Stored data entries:
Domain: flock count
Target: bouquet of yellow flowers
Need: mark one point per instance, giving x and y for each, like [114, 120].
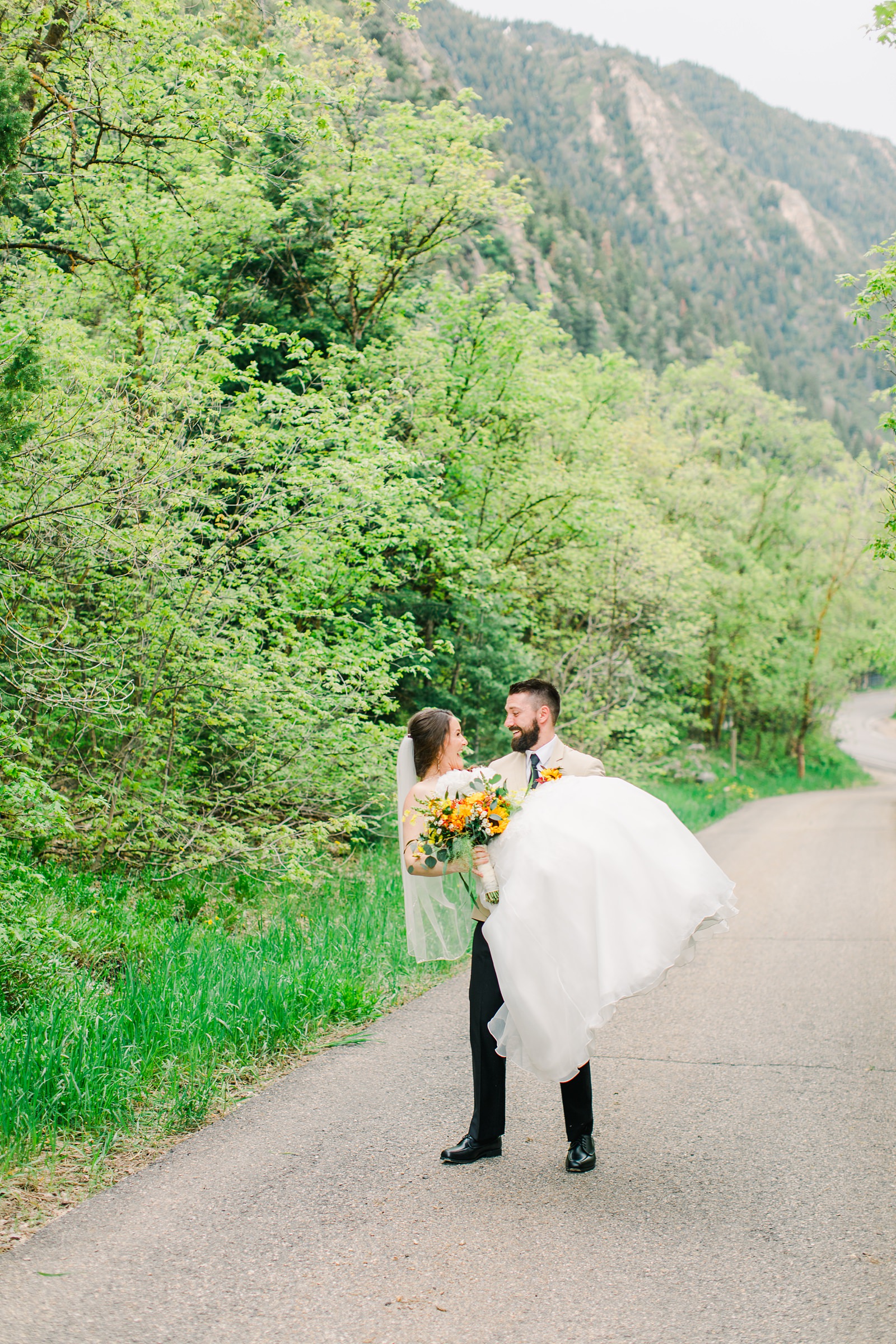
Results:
[473, 818]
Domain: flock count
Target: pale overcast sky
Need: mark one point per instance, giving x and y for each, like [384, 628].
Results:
[809, 55]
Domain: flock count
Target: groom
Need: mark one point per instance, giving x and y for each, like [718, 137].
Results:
[533, 711]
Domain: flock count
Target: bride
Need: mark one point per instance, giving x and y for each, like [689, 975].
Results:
[601, 892]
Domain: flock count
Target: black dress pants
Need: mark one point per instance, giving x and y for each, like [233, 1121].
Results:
[489, 1069]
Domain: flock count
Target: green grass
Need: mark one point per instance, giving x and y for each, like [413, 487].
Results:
[700, 804]
[127, 1005]
[129, 1015]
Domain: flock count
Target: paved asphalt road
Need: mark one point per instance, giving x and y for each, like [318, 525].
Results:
[745, 1127]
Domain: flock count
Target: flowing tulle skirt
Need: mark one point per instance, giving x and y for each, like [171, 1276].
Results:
[602, 892]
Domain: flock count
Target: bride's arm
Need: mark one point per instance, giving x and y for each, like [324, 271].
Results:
[413, 828]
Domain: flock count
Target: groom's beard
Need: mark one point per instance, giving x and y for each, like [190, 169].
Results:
[526, 738]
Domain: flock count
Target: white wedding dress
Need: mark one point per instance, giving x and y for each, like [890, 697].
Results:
[601, 892]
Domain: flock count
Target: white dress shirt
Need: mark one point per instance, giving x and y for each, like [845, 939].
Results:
[543, 756]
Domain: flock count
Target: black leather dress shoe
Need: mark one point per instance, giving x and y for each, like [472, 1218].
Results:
[470, 1151]
[581, 1156]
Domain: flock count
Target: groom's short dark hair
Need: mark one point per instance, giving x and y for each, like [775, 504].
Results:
[543, 693]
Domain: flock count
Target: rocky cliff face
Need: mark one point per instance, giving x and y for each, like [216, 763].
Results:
[672, 212]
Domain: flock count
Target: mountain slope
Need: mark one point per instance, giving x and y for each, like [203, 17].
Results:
[673, 212]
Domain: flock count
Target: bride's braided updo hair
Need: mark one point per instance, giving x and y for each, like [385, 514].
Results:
[428, 730]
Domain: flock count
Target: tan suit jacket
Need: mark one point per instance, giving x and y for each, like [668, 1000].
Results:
[512, 771]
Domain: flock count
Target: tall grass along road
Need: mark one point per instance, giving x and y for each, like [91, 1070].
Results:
[745, 1123]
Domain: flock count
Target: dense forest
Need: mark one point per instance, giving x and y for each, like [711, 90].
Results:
[289, 449]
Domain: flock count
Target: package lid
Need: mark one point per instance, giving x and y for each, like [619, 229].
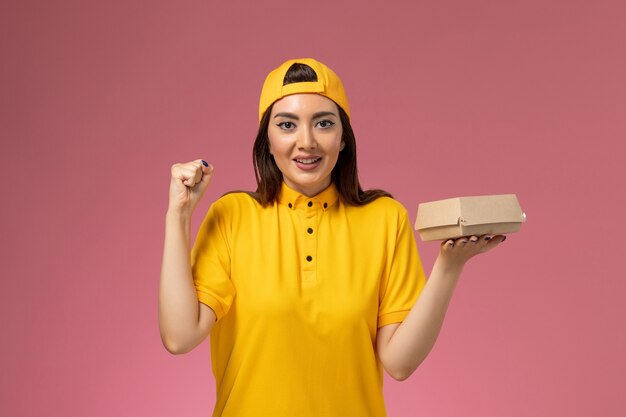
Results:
[467, 211]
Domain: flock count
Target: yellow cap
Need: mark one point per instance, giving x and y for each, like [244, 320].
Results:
[328, 85]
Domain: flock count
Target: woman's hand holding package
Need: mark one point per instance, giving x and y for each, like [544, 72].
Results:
[456, 252]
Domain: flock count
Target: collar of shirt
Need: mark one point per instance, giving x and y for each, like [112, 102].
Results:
[294, 200]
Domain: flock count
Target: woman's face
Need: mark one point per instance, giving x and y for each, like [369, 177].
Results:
[305, 139]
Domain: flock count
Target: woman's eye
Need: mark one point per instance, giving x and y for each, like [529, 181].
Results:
[325, 124]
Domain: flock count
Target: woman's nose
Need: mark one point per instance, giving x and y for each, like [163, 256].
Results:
[306, 139]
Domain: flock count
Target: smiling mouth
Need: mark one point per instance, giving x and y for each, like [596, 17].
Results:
[307, 161]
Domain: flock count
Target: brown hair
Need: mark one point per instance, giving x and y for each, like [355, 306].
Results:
[345, 175]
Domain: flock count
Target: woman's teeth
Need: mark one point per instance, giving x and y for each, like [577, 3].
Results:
[307, 161]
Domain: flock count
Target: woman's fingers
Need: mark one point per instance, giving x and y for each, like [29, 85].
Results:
[191, 173]
[188, 184]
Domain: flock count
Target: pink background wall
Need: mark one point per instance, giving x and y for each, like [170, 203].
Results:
[449, 98]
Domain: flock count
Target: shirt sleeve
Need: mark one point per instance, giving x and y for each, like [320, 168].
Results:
[404, 278]
[210, 261]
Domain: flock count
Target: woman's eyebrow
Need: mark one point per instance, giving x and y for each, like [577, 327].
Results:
[295, 116]
[288, 115]
[324, 113]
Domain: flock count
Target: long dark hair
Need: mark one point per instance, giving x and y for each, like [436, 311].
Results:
[345, 175]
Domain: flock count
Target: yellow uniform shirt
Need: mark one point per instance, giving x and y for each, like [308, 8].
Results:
[300, 288]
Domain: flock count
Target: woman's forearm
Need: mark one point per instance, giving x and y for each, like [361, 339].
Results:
[416, 335]
[178, 303]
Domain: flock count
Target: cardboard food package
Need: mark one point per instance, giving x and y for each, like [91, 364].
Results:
[465, 216]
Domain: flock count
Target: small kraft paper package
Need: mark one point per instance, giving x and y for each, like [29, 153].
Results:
[466, 216]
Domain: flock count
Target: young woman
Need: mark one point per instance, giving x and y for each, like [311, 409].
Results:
[309, 286]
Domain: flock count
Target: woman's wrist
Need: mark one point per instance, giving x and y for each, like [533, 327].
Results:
[177, 215]
[450, 268]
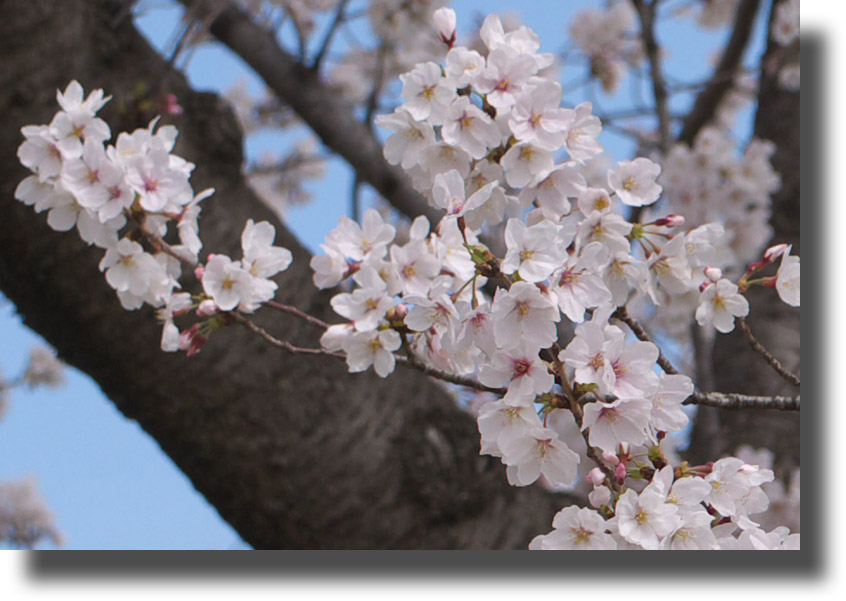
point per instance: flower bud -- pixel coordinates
(774, 252)
(397, 313)
(670, 221)
(610, 458)
(620, 473)
(599, 496)
(444, 19)
(168, 105)
(595, 476)
(207, 308)
(714, 274)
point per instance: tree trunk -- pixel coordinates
(736, 367)
(293, 451)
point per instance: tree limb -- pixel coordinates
(317, 105)
(722, 80)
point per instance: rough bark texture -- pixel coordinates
(293, 452)
(775, 324)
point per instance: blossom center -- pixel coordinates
(582, 535)
(520, 368)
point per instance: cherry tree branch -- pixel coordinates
(330, 33)
(759, 348)
(646, 13)
(297, 313)
(623, 315)
(722, 400)
(321, 108)
(733, 400)
(705, 106)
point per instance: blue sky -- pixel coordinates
(107, 482)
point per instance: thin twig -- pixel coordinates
(623, 315)
(413, 361)
(646, 13)
(330, 33)
(283, 344)
(297, 313)
(157, 240)
(722, 400)
(759, 348)
(733, 400)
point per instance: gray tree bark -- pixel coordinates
(775, 324)
(293, 451)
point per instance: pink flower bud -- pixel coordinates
(600, 496)
(620, 473)
(197, 344)
(670, 221)
(774, 252)
(713, 273)
(207, 308)
(397, 313)
(168, 105)
(610, 458)
(595, 476)
(444, 19)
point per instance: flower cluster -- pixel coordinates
(607, 38)
(678, 510)
(481, 136)
(529, 241)
(139, 184)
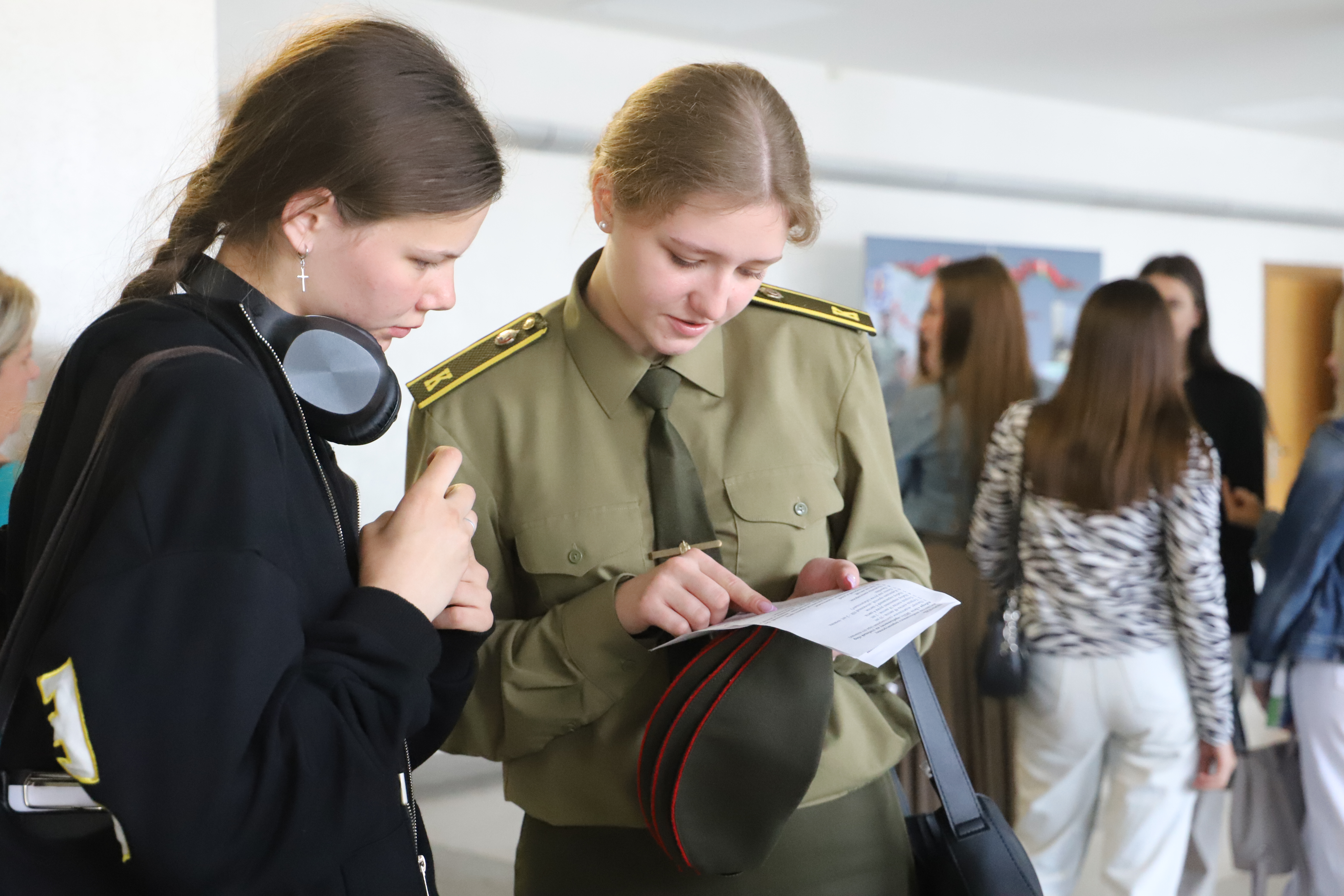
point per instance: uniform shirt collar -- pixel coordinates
(612, 369)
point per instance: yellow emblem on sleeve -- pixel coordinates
(480, 355)
(787, 300)
(68, 725)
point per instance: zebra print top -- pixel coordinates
(1097, 585)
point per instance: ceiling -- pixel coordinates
(1264, 64)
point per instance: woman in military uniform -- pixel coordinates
(583, 425)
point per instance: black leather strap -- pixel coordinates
(949, 774)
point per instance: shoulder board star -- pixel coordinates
(448, 375)
(787, 300)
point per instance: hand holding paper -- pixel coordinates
(870, 624)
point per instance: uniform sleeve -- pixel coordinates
(994, 520)
(541, 678)
(871, 531)
(1191, 520)
(241, 742)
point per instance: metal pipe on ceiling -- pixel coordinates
(561, 139)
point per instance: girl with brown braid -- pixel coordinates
(238, 680)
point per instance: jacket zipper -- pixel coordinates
(408, 789)
(409, 798)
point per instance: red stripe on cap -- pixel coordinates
(639, 768)
(698, 730)
(663, 750)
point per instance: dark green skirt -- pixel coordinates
(850, 847)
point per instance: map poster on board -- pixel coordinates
(1054, 284)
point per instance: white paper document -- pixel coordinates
(870, 624)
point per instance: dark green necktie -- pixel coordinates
(679, 511)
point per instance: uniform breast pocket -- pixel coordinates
(781, 518)
(572, 553)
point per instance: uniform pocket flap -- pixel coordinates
(574, 543)
(798, 496)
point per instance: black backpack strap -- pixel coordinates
(40, 598)
(949, 774)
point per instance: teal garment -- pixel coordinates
(9, 473)
(936, 488)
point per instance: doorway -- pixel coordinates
(1299, 389)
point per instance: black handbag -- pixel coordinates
(1002, 663)
(967, 847)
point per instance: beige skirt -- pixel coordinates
(982, 726)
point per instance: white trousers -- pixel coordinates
(1318, 695)
(1127, 719)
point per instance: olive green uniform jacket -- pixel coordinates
(784, 417)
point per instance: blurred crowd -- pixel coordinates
(1117, 522)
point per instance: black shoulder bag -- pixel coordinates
(53, 805)
(967, 847)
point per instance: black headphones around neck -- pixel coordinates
(339, 373)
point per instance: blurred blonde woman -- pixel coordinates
(18, 318)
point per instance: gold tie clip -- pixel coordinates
(683, 549)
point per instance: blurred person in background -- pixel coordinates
(1299, 622)
(975, 363)
(1123, 601)
(18, 318)
(1232, 412)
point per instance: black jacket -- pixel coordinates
(247, 703)
(1233, 413)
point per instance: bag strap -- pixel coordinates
(949, 774)
(38, 606)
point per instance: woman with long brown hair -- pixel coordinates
(1103, 503)
(220, 683)
(975, 365)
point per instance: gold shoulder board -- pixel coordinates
(448, 375)
(787, 300)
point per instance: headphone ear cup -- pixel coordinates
(365, 426)
(350, 394)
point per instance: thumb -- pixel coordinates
(444, 464)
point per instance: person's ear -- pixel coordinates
(308, 214)
(604, 201)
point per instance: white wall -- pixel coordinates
(545, 70)
(101, 104)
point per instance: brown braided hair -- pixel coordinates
(370, 109)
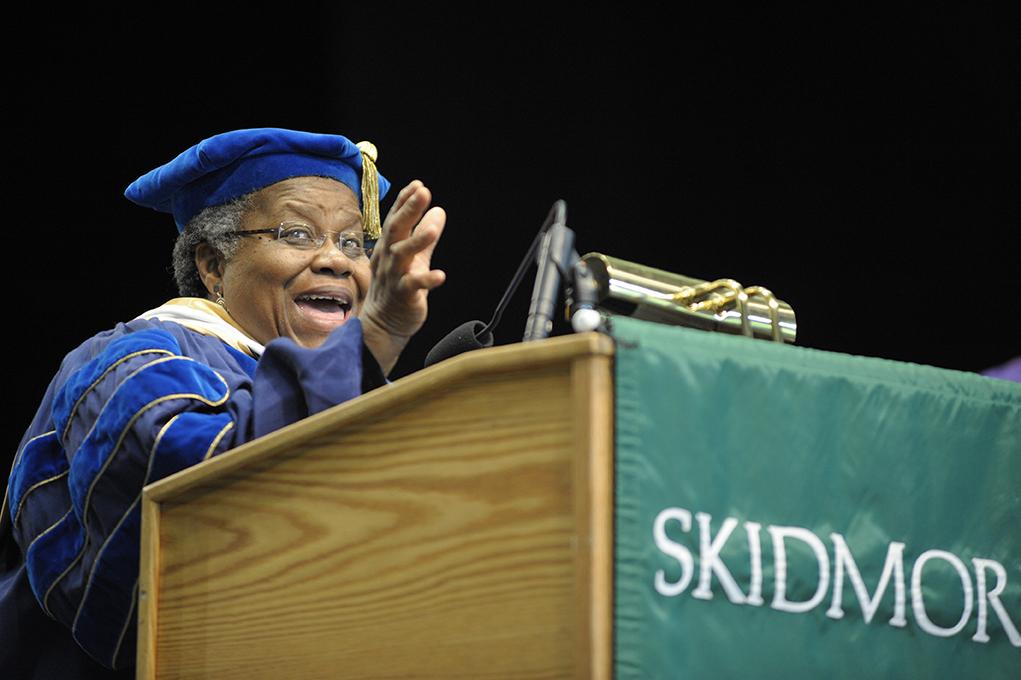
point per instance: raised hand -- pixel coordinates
(396, 304)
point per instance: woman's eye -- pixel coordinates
(297, 235)
(350, 241)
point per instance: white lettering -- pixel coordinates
(843, 560)
(710, 563)
(918, 604)
(780, 600)
(675, 550)
(993, 596)
(756, 554)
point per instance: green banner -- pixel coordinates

▶ Problem description: Using the records above, set down exactly the lines from the one with "like [384, 628]." through the one with "like [413, 487].", inclusive, and nothing more.

▶ Completed task:
Need: mark one point per instance, giving x and y for each, like [384, 628].
Results:
[809, 55]
Domain: flock count
Target: groom
Need: mark one point per instance, giving x and y for each, like [718, 137].
Results:
[533, 711]
Domain: flock count
Target: bride
Need: mark one point per instance, giving x and y for each, like [689, 975].
Results:
[601, 892]
Domain: flock count
Target: black dress pants
Need: mark one point per instance, giving x and y for each, like [233, 1121].
Results:
[489, 1069]
Domain: flock count
Target: green grass
Need: mark one point per instance, giving x and y for each, like [413, 487].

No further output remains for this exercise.